(Items contained in a dataset)

__________

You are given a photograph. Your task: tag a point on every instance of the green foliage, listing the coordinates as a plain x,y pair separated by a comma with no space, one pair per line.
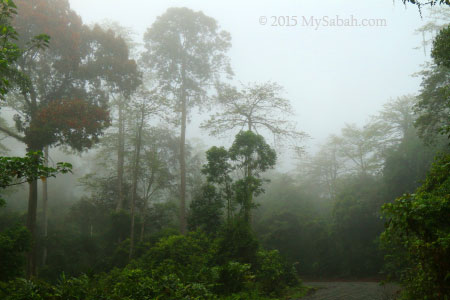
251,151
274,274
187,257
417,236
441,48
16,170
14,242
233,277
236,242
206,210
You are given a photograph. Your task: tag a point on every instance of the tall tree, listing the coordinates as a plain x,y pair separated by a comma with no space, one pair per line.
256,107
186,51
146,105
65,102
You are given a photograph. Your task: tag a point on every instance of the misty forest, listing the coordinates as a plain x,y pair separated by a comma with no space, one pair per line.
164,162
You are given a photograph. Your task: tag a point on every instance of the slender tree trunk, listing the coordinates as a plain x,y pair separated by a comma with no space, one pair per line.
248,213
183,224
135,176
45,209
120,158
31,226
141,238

__________

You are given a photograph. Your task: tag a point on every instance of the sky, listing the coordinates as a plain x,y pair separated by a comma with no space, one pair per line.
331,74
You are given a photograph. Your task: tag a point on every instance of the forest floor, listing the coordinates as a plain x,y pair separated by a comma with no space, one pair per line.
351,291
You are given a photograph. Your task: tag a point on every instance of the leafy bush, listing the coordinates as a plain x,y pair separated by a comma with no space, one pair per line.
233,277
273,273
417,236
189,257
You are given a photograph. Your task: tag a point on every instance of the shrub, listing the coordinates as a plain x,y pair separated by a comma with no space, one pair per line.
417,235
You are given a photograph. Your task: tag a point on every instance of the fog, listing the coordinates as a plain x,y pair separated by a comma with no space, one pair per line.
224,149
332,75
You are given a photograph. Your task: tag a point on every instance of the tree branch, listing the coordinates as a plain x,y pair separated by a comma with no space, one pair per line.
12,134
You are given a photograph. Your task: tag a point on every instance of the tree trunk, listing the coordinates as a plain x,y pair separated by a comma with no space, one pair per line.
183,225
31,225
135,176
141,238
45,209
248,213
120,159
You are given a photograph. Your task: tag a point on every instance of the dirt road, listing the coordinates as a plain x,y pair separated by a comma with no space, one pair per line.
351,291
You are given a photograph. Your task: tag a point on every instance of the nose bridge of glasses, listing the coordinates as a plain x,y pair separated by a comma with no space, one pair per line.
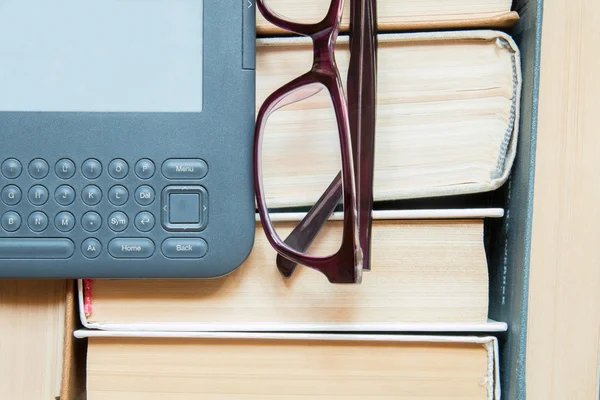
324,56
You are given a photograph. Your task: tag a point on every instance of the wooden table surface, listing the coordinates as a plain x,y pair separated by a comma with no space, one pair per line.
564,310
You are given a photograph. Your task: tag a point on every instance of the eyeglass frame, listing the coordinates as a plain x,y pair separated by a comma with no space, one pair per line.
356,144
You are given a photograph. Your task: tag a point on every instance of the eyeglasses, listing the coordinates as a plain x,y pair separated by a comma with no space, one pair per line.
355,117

__________

STATED EXERCISE => Identify each line in the items above that contains the string "trunk", and copy those lines.

WRITTEN RESPONSE =>
You are given a photograph. Your task: tag a point on every instance of the slender tree trunk, listing the coordinates as a plain x,y pair separated by a comma with no space, one pair per line.
You are given a photograph. Your task: tag a point on every instance of the tree trunk, listing the coordinates as a plain x,y pair separated by a comma with no space, one pair per line.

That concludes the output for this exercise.